WHAT TO DO: Set down each record below exactly as it stands. Pictures are not part of the copy.

EXTRACTED RECORDS:
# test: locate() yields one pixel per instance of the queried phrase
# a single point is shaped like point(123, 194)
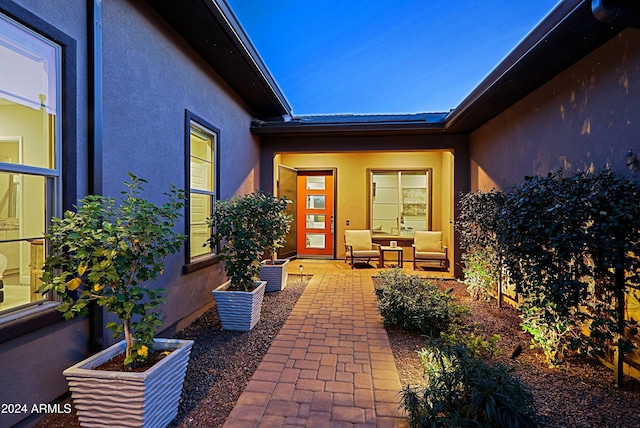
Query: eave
point(566, 35)
point(212, 30)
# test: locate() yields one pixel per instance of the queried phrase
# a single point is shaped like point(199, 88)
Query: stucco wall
point(352, 155)
point(587, 117)
point(150, 77)
point(31, 365)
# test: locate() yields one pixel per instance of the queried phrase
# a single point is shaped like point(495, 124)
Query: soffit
point(211, 29)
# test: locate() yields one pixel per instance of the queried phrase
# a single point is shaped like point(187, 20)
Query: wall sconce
point(633, 161)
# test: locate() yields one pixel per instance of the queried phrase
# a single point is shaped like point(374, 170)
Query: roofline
point(425, 123)
point(249, 50)
point(211, 28)
point(568, 33)
point(532, 53)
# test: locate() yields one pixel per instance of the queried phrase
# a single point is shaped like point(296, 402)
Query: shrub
point(465, 391)
point(557, 336)
point(477, 225)
point(477, 345)
point(414, 304)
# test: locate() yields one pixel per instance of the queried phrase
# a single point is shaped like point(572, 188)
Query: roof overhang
point(343, 124)
point(212, 30)
point(567, 34)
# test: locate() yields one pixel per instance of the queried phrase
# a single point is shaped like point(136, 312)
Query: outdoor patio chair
point(358, 245)
point(427, 246)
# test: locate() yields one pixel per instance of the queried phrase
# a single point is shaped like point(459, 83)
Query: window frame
point(196, 263)
point(62, 180)
point(371, 188)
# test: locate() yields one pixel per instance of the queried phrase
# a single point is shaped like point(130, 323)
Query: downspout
point(625, 13)
point(94, 30)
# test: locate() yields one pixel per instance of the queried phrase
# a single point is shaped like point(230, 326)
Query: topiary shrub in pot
point(276, 225)
point(243, 227)
point(109, 252)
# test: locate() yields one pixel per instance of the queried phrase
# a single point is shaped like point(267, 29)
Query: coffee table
point(387, 249)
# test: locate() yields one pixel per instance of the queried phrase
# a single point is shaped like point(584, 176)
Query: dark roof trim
point(213, 31)
point(421, 123)
point(566, 35)
point(619, 12)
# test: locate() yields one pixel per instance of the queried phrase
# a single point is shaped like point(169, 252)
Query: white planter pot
point(129, 399)
point(239, 310)
point(275, 275)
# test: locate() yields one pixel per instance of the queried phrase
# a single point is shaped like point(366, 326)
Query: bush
point(558, 337)
point(477, 345)
point(477, 225)
point(465, 391)
point(414, 304)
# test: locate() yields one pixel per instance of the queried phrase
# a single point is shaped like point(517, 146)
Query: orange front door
point(315, 214)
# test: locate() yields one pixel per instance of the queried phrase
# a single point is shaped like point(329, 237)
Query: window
point(203, 183)
point(399, 201)
point(30, 167)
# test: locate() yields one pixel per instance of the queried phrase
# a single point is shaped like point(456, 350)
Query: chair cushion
point(366, 253)
point(430, 241)
point(358, 239)
point(429, 255)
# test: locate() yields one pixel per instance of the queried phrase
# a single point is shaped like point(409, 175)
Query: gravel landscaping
point(222, 362)
point(579, 395)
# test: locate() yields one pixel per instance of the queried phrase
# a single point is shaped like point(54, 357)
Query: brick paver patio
point(331, 364)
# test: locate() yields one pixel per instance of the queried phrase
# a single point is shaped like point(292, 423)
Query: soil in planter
point(116, 364)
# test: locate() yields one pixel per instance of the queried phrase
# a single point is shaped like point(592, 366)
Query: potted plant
point(277, 225)
point(243, 227)
point(109, 251)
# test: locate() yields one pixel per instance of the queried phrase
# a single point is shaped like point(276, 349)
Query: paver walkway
point(331, 364)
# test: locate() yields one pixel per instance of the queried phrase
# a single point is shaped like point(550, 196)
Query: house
point(174, 92)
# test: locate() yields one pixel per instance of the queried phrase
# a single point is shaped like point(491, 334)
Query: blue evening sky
point(384, 56)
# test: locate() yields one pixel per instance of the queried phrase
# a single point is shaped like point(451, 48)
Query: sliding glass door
point(400, 201)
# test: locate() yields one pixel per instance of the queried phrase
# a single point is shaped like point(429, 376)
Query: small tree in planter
point(244, 226)
point(273, 270)
point(107, 252)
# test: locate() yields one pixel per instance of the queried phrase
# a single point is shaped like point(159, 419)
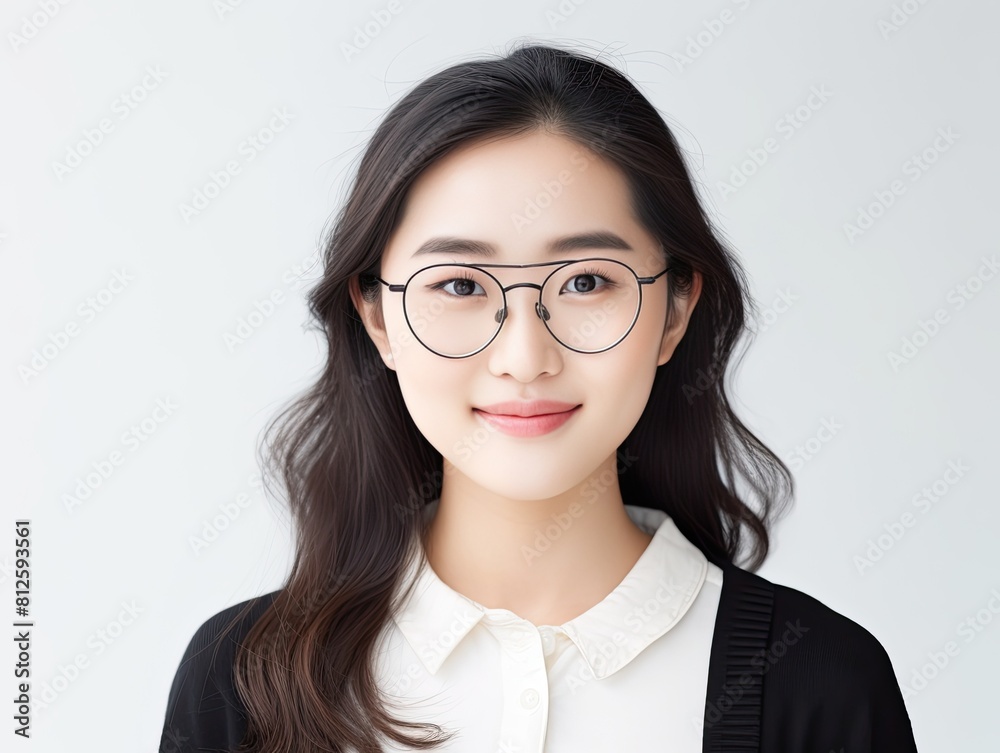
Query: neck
point(545, 560)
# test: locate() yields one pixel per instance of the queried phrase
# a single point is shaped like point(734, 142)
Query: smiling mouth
point(526, 426)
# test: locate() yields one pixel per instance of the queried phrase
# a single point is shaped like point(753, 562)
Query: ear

REPLY TO THE TASK:
# test: locate() yields one pixel per instance of the queried phrase
# a single point is shaped like point(123, 194)
Query: eave
point(566, 35)
point(212, 30)
# test: locate() yields one pixel per instance of the queried phrase
# a single point is shaped like point(199, 88)
Query: stucco wall
point(352, 155)
point(587, 117)
point(150, 77)
point(31, 365)
# test: locate() yields one pixel per instance of the queried phrase
# a single point is shaped like point(495, 124)
Query: soffit
point(211, 29)
# test: locate() yields one pixel per instance of the queried phrase
# a single point is shaped like point(187, 20)
Query: wall sconce
point(633, 161)
# test: locate() yields one pixel per instance of the queried phrase
# a single point is shaped like point(374, 170)
Query: roofline
point(425, 123)
point(249, 50)
point(211, 28)
point(568, 33)
point(532, 53)
# test: locate() yields one pixel per instance of the queried phrase
# a single point is shaped like point(296, 402)
Query: shrub
point(465, 391)
point(557, 336)
point(477, 225)
point(477, 345)
point(414, 304)
# test: locate() yields one pixel per instance of the queried phrase
# a single point is shaped like point(572, 188)
Query: roof overhang
point(343, 124)
point(212, 30)
point(567, 34)
# test: locate() yields one pixel per instance of the queried phrase
# a single point is shaped like point(136, 312)
Query: outdoor patio chair
point(358, 245)
point(427, 246)
# test: locate() yields one pixel per instance of the queried phrase
# a single point is shaped like point(459, 83)
Query: window frame
point(196, 263)
point(62, 180)
point(371, 188)
# test: locate() yields one pixel per instance of the queried phrase
# a single point is shaped like point(130, 323)
Query: downspout
point(625, 13)
point(94, 30)
# test: locate() yields one pixel per instance of the queried phrase
# a single point is shaped like point(230, 326)
Query: topiary shrub in pot
point(276, 225)
point(243, 227)
point(109, 252)
# test: locate() yields one pixel per instance of the queried phrase
# a single point is shaped like point(267, 29)
Query: coffee table
point(387, 249)
# test: locate() yields one pixel per instance of the queried phrase
# a single point is shaped like point(584, 176)
Query: dark roof trim
point(213, 31)
point(421, 123)
point(566, 35)
point(619, 12)
# test: locate() yields one pixel per instance of the queried phrase
# a single point is shaped like point(169, 252)
Query: white planter pot
point(129, 399)
point(239, 310)
point(275, 275)
# test: locate() yields one pixel per instance of the queried phrase
# a single point is shaped like point(366, 326)
Query: bush
point(558, 337)
point(477, 345)
point(477, 225)
point(465, 391)
point(414, 304)
# test: locate() yields one pixel per instance of the queried phrase
# a single point is shaped like point(517, 146)
Query: orange front door
point(315, 214)
# test: locate() yields one pixel per instance of the queried phrase
# a single point is shaped like point(329, 237)
Query: window
point(203, 183)
point(399, 201)
point(30, 167)
# test: locate() yields one pixel per instance of the queried phrase
# a single point is shaped like point(456, 350)
Query: chair cushion
point(366, 253)
point(430, 241)
point(358, 239)
point(429, 255)
# test: locate() yields one pixel per instance of the queried phrase
# a single point is shaped like point(409, 175)
Query: gravel landscaping
point(222, 362)
point(579, 395)
# test: locate() yields one pixel per instance of the queried phrase
# a single point is shaped like point(54, 357)
Query: brick paver patio
point(331, 364)
# test: locate() yields one pixel per instance of the queried phrase
# a single point is shaped like point(292, 423)
Query: soil in planter
point(116, 364)
# test: locate() yields one pixel per instance of the queried phrase
# a single point is shaped like point(592, 366)
Query: potted plant
point(277, 225)
point(243, 227)
point(109, 251)
# test: locate() yields one pixel per instance of the queried phrase
# a single point is shaped like point(276, 349)
Query: paver walkway
point(331, 364)
# test: locate() yields one pixel per instance of the queried phrase
# a single point is shaped like point(550, 196)
Query: house
point(174, 92)
# test: locate() yields one pixel per instance of the queried phrase
# a single point is shaped like point(491, 334)
Query: blue evening sky
point(384, 56)
# test: locate() yields one pixel per instance of the queried phrase
# a single point is shaped like point(451, 48)
Query: sliding glass door
point(400, 201)
# test: locate() yields one pixel per instance of the queried phrase
# a single point is shaped like point(429, 376)
Query: small tree in planter
point(244, 226)
point(273, 270)
point(107, 252)
# test: locate() yields one pixel per instance of the queried phrase
# a single point is shaped like point(159, 419)
Query: neck
point(545, 560)
# test: locate() yields one pixel per instance of the queried phrase
# a single point is shaped like point(734, 142)
Query: smiling mouth
point(526, 426)
# test: locate() yields one pixel per instance of the queried phrase
# a single point is shaped like point(753, 562)
Query: ear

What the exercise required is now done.